**DATA FOR THIS TASK:**
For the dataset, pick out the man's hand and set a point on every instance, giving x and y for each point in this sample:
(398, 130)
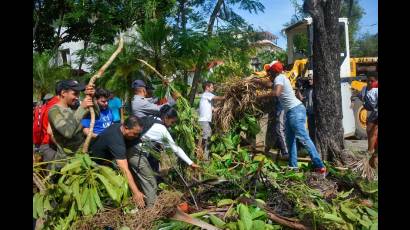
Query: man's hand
(176, 95)
(89, 90)
(87, 102)
(138, 198)
(195, 166)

**WRITTEN REQUEST:** Rewrite the listing with every "man's hand" replaced by "person's hand" and everything else unchanged. Leave the pictures out.

**REPLY:**
For the dataset, pick out the person's hand and set a point on every instance, giving x and y for each point in this sample:
(398, 130)
Query: person's hand
(176, 95)
(89, 90)
(87, 102)
(138, 198)
(195, 166)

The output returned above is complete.